Begin MATERIAL PROVIDED
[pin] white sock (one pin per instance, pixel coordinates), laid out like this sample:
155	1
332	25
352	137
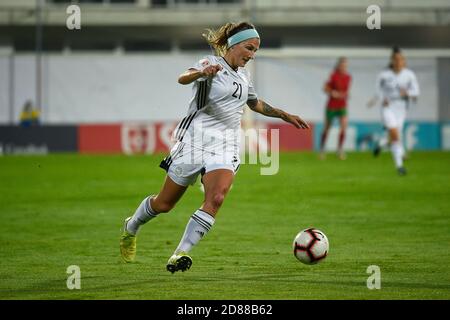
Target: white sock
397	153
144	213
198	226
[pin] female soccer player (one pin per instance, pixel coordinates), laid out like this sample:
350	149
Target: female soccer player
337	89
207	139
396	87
End MATERIAL PROVIDED
Begin MATERIAL PROVIDED
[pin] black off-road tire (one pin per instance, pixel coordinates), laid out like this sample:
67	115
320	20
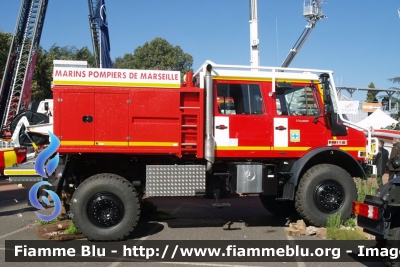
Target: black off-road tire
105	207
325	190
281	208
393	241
End MATERIAL PROVIDED
TASK DETAILS: Select and copy every line of the items above that contains the word "female".

TASK SOLUTION:
[pin] female soccer player (one pin per instance, pixel coordinates), laid out like this sample:
Target: female soccer player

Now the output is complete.